*** Opening Given text ***

Part 3(a): What dislocations are

Dislocations are essentially 'imperfections in the crystal structure'. The atoms in a crystal do not always line up perfectly, and there may be some abnormalities such as a missing atom or an extra atom which distorts the pattern of the lattice. Dislocations can travel through the crystal along 'slip planes' using a caterpillar-like motion. Diagrammatically, we use a perpendicular symbol to depict a dislocation. A typical engineering alloy will contain 100,000km worth of dislocations per centimetre cubed.

Dislocations may or may not be wanted in a material, depending on circumstances. Introducing more dislocations into a material tends to set up a 'forest of dislocations' which causes dislocations to get tied up in one another, stopping them (and the slip plane) from moving. This makes a material hard, but at the same time makes it more brittle and inflexible. Hardness might be desirable in a bridge girder which you don't want to wobble, but undesirable for steel used in springs.
>> No. 988 [Edit]
Part 3(b): Intrinsic lattice resistance to dislocations

For a dislocation to move, it needs to break and reform a bond between two atoms. This requires a force, and this resistive force is called the intrinsic lattice resistance, symbol Fi. Dislocations move when the slip planes slide over each other.

*** Closing Given text ***

### Exercise requirements
[a] According to the text on dislocations, what symbol is used to depict a dislocation in diagrams?
[b] Retype the dislocations text word for word, everything from "Dislocations may or" down to "over each other.".
[c] Write what comes next in the text on dislocations, picking up after its last sentence.

*** Opening Given entries ***

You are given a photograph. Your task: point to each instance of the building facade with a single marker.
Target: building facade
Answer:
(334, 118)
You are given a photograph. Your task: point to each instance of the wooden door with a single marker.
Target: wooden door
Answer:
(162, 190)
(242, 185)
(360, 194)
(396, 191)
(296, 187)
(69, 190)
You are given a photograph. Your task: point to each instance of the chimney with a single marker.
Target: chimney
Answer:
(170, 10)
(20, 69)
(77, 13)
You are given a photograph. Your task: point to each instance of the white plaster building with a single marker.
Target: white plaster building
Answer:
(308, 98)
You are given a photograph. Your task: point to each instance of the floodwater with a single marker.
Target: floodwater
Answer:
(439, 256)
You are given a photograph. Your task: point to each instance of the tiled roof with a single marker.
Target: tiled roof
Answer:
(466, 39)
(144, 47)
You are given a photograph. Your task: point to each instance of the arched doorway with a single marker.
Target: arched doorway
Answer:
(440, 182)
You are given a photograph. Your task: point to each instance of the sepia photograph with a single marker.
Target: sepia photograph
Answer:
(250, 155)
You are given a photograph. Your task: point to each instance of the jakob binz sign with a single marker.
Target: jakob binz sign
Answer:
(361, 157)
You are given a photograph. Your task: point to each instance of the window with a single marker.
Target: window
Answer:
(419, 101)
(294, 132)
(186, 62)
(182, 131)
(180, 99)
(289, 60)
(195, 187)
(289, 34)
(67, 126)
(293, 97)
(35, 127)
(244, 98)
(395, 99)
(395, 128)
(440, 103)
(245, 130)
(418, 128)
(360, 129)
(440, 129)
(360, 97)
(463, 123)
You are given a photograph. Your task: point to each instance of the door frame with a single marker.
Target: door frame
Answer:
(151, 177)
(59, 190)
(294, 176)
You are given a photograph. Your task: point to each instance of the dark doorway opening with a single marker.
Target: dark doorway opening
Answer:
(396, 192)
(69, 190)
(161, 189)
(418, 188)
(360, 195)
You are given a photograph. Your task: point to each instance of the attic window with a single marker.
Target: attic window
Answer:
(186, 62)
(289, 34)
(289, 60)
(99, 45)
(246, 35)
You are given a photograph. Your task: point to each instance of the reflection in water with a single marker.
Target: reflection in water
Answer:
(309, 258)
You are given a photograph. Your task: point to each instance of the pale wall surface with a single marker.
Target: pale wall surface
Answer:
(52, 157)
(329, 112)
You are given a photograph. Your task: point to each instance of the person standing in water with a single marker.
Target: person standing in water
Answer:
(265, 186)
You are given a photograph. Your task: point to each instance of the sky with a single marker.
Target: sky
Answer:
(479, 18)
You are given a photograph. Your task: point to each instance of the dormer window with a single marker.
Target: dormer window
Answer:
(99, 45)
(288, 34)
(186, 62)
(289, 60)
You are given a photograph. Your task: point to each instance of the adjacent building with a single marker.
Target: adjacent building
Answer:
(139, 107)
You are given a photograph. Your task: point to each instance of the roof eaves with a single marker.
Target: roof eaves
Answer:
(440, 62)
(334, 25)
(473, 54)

*** Closing Given entries ***

### Answer set
[a] A perpendicular symbol.

[b]
Dislocations may or may not be wanted in a material, depending on circumstances. Introducing more dislocations into a material tends to set up a 'forest of dislocations' which causes dislocations to get tied up in one another, stopping them (and the slip plane) from moving. This makes a material hard, but at the same time makes it more brittle and inflexible. Hardness might be desirable in a bridge girder which you don't want to wobble, but undesirable for steel used in springs.
>> No. 988 [Edit]
Part 3(b): Intrinsic lattice resistance to dislocations

For a dislocation to move, it needs to break and reform a bond between two atoms. This requires a force, and this resistive force is called the intrinsic lattice resistance, symbol Fi. Dislocations move when the slip planes slide over each other.

[c]
In metals, Fi is low because of the non-directional nature of the bonding which means that the atoms don't give a fuck that they're sliding. In contrast, ceramics have a high Fi because bonds between atoms are highly directional, and breaking one bond to move a dislocation implies breaking fifty million other bonds on the slip plane too.
>> No. 989 [Edit]
Part 3(c): Making metals stronger

In this section I will describe some techniques used to increase the overall lattice resistance of metals, and hence stop dislocations from moving. The movement of dislocations is the mechanism by which slip planes move, and on a macroscopic scale is 'bending' which is often undesirable.

Solid solution strengthening: Is basically 'alloying'. Consider this: with water, you can dissolve sugar into it and get a solution of water with sugar molecules interspersed through it. With metals, the same is true: you can 'dissolve' molten zinc into molten copper and receive a 'solution' of both.

How does this inhibit the movement of dislocations? Solid solution strengthening introduces impurity atoms into the crystal lattice. These impurities have different atom size compared other atoms, and so they distort the crystal lattice. Dislocations need more force/energy to move past these distortions. Two main factors are responsible for the increase in intrinsic lattice resistance: difference is atom size and the amount of impurities added. Copper and zinc have fairly similar atom size, so there needs to be a mixture of about 30% Zinc to 70% copper. Carbon and iron have a huge difference in atom size, so only 0.3% of carbon needs to be added to the Iron to get the same effect.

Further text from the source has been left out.